# Start of Given data

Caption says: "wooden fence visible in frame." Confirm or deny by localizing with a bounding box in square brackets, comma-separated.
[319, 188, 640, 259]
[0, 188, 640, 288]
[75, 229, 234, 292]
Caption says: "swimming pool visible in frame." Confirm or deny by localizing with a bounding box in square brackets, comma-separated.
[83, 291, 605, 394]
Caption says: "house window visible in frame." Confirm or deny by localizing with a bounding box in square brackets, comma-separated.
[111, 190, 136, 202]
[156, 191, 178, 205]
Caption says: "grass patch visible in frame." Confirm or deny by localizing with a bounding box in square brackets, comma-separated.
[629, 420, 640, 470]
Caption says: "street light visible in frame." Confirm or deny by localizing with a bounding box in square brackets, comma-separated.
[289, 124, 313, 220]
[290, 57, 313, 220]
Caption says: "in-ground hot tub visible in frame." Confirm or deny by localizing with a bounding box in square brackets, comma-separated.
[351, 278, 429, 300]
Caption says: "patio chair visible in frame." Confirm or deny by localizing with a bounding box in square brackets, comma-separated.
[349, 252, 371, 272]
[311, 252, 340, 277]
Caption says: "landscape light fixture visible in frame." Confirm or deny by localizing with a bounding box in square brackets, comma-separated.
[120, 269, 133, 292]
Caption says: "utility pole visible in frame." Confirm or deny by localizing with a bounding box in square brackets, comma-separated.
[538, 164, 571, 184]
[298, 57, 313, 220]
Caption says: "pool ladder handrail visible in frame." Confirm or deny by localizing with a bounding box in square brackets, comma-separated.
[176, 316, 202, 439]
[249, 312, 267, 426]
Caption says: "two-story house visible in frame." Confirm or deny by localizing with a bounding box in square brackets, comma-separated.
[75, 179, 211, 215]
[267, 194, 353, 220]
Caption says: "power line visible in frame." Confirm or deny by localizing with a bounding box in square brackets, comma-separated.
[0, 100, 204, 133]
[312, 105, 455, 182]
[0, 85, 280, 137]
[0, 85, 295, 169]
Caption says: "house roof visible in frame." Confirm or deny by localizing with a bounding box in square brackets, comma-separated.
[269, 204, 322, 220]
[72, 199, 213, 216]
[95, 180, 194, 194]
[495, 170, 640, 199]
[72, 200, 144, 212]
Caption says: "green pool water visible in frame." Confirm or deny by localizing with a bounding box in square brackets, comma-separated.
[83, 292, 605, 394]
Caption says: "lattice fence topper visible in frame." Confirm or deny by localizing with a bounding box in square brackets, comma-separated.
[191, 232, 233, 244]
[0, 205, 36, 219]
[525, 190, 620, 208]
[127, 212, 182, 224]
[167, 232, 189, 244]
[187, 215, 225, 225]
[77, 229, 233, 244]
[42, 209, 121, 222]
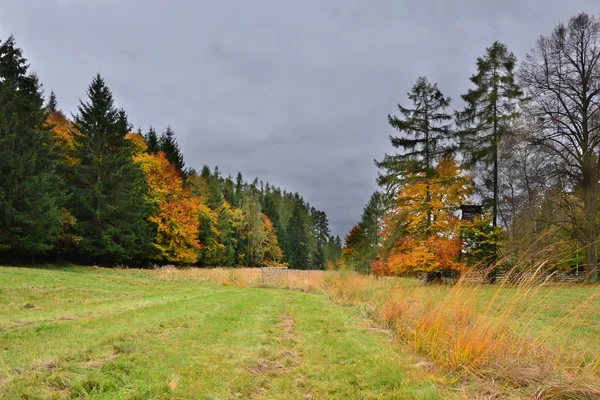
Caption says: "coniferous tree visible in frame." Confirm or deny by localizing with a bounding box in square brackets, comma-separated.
[233, 172, 244, 207]
[46, 91, 59, 112]
[144, 126, 160, 154]
[237, 193, 266, 267]
[0, 36, 64, 256]
[457, 41, 522, 226]
[377, 77, 452, 189]
[285, 204, 310, 269]
[356, 192, 384, 273]
[377, 77, 452, 231]
[70, 75, 151, 263]
[158, 126, 187, 177]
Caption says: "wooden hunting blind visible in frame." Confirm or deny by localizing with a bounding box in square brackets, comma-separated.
[460, 204, 483, 222]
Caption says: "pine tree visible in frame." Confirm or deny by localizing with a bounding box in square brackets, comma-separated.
[285, 204, 310, 269]
[144, 127, 160, 154]
[158, 126, 187, 177]
[46, 91, 59, 112]
[236, 193, 266, 267]
[233, 172, 244, 207]
[0, 36, 64, 257]
[70, 75, 151, 263]
[377, 77, 452, 231]
[377, 77, 452, 190]
[355, 192, 384, 273]
[457, 41, 523, 226]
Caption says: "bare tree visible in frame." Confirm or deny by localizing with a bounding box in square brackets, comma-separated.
[519, 14, 600, 281]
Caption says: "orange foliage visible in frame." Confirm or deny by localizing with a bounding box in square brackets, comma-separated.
[371, 158, 470, 275]
[342, 225, 362, 263]
[134, 153, 204, 263]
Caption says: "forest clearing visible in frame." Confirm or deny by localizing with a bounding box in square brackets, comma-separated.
[0, 267, 600, 399]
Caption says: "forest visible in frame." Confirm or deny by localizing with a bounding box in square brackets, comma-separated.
[0, 37, 341, 269]
[343, 14, 600, 282]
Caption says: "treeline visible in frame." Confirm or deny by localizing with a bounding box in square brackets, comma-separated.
[343, 14, 600, 281]
[0, 37, 341, 269]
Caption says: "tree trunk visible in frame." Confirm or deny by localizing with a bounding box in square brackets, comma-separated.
[582, 152, 599, 282]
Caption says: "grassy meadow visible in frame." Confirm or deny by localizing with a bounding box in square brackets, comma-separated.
[0, 267, 600, 399]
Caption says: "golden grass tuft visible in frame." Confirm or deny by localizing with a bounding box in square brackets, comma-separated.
[154, 264, 600, 399]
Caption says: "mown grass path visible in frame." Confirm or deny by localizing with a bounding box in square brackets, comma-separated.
[0, 267, 448, 399]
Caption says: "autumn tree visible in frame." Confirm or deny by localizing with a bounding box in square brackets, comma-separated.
[135, 152, 204, 264]
[69, 75, 151, 263]
[457, 41, 522, 230]
[373, 157, 470, 281]
[519, 14, 600, 282]
[0, 36, 64, 256]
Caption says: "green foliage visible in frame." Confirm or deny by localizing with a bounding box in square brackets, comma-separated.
[0, 37, 65, 257]
[460, 216, 502, 268]
[69, 75, 151, 263]
[144, 127, 158, 154]
[457, 41, 523, 226]
[377, 77, 453, 194]
[285, 205, 310, 269]
[158, 126, 186, 177]
[234, 193, 266, 267]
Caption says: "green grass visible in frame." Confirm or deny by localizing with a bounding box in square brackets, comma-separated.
[0, 267, 442, 399]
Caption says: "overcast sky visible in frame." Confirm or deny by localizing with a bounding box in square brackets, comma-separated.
[0, 0, 600, 237]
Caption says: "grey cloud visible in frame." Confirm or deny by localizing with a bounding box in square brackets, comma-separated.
[0, 0, 598, 236]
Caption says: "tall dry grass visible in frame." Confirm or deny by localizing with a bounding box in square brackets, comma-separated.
[154, 264, 600, 399]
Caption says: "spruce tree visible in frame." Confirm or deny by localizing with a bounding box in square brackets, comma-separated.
[46, 91, 58, 112]
[144, 127, 160, 154]
[158, 126, 187, 177]
[357, 192, 384, 273]
[70, 75, 151, 264]
[457, 41, 523, 226]
[285, 204, 310, 269]
[0, 36, 64, 257]
[377, 77, 452, 231]
[377, 77, 452, 188]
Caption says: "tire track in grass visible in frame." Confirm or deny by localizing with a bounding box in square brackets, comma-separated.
[249, 297, 313, 400]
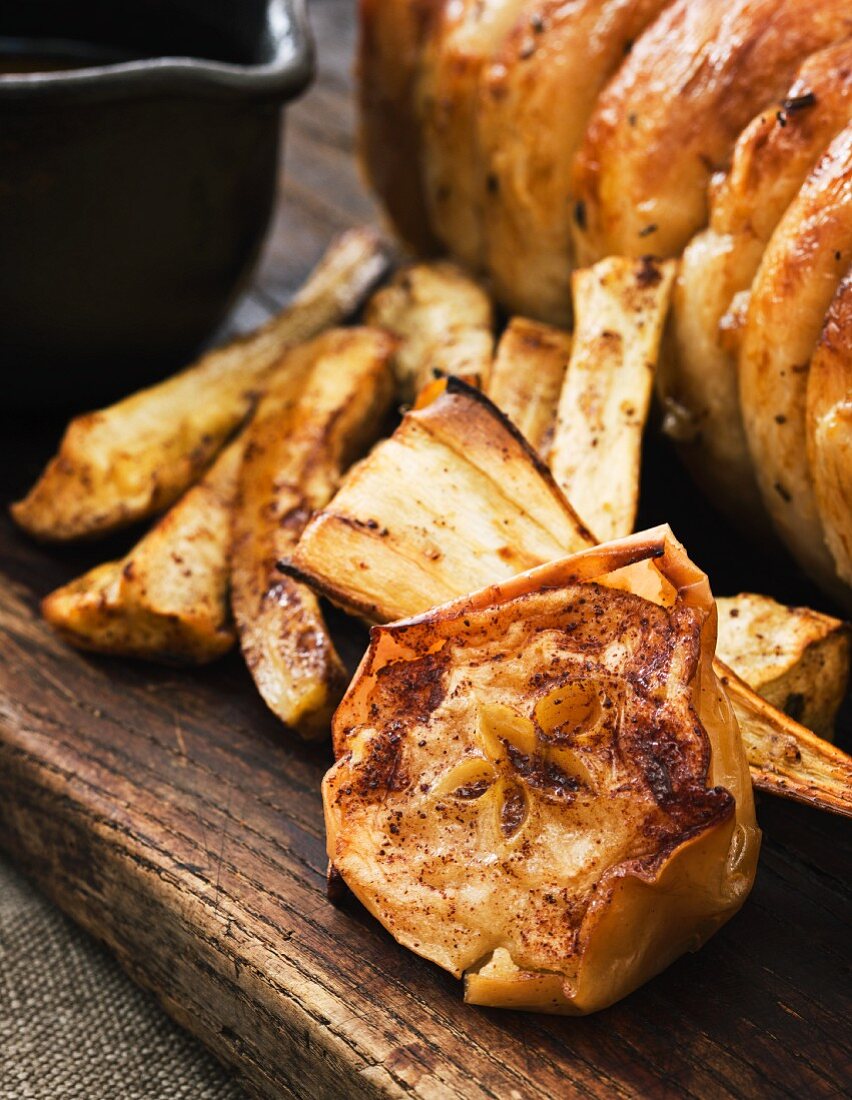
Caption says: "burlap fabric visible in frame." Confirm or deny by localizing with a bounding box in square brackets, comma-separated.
[0, 859, 245, 1100]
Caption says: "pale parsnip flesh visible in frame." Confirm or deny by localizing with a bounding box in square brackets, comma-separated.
[716, 592, 850, 740]
[289, 378, 593, 623]
[364, 262, 494, 403]
[12, 229, 387, 541]
[231, 328, 394, 738]
[550, 250, 676, 541]
[42, 438, 243, 664]
[284, 380, 849, 811]
[486, 317, 571, 455]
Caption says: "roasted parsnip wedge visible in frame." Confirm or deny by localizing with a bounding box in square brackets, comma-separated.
[717, 662, 852, 817]
[42, 438, 243, 664]
[550, 256, 676, 540]
[12, 229, 387, 541]
[488, 317, 571, 454]
[281, 378, 852, 810]
[364, 262, 494, 402]
[231, 328, 395, 738]
[323, 528, 760, 1014]
[716, 592, 850, 740]
[285, 378, 591, 623]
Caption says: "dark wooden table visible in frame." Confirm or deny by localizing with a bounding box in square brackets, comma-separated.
[0, 0, 852, 1100]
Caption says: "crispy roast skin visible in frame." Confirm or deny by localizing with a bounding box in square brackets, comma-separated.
[660, 40, 852, 531]
[362, 0, 852, 596]
[739, 123, 852, 601]
[479, 0, 668, 325]
[11, 229, 387, 541]
[415, 0, 528, 272]
[231, 328, 395, 738]
[323, 530, 759, 1014]
[575, 0, 852, 264]
[807, 274, 852, 585]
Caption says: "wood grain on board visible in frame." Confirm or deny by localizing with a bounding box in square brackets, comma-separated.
[0, 0, 852, 1100]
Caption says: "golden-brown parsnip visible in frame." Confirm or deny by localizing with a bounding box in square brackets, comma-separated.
[659, 45, 852, 535]
[42, 438, 243, 664]
[550, 256, 676, 541]
[716, 592, 850, 740]
[807, 271, 852, 587]
[716, 661, 852, 817]
[281, 380, 844, 811]
[288, 378, 591, 623]
[12, 229, 387, 541]
[364, 262, 494, 402]
[323, 528, 760, 1015]
[231, 328, 394, 738]
[574, 0, 851, 265]
[486, 317, 571, 455]
[739, 123, 852, 605]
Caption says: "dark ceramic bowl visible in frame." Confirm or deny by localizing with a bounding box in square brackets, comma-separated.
[0, 0, 312, 405]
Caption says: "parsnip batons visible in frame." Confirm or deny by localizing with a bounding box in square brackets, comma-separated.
[231, 329, 394, 737]
[550, 257, 675, 541]
[42, 439, 243, 664]
[12, 229, 387, 541]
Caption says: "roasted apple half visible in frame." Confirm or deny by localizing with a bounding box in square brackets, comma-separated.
[323, 528, 760, 1014]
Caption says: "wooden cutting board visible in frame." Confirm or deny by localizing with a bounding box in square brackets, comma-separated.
[0, 0, 852, 1100]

# End of Given data

| Directions for this task |
Output the lines from the start of the records through the line holding "[120, 269, 133, 292]", inclusive, as a JSON list of strings with one string per line. Leave out blank lines.

| Full answer |
[
  "Caption says: \"wooden fence visible in frame.\" Confirm or deny by localizing with a bounding box in square brackets, comma-separated.",
  "[319, 188, 640, 259]",
  "[0, 188, 640, 288]",
  "[75, 229, 234, 292]",
  "Caption says: \"swimming pool visible in frame.\" Confirm or deny by localizing with a bounding box in square brackets, comma-separated.",
  "[83, 291, 605, 394]",
  "Caption says: \"house window visible in frame.\" Confirm or deny by localizing with a bounding box in square brackets, comma-separated.",
  "[111, 190, 136, 202]",
  "[156, 191, 178, 205]",
  "Caption says: \"grass patch visible in frame.\" Confirm or deny by localizing with a bounding box in square brackets, comma-separated.",
  "[629, 420, 640, 470]",
  "Caption says: \"street light visible in frame.\" Confirm or deny by localizing with a bounding box in square brackets, comma-separated.",
  "[289, 124, 313, 220]",
  "[290, 57, 313, 220]",
  "Caption says: \"in-ground hot tub visible in frame.\" Confirm or deny by localizing with a bounding box in square brackets, comma-separated.",
  "[351, 278, 429, 300]",
  "Caption says: \"patio chair visible in frame.\" Confirm or deny by localizing with a bounding box in square brackets, comma-separated.",
  "[349, 252, 371, 272]",
  "[311, 252, 340, 277]",
  "Caption says: \"landscape light fixture visible in frame.\" Confirm or deny by localizing with a bounding box in square brackets, comma-separated.",
  "[120, 269, 133, 292]"
]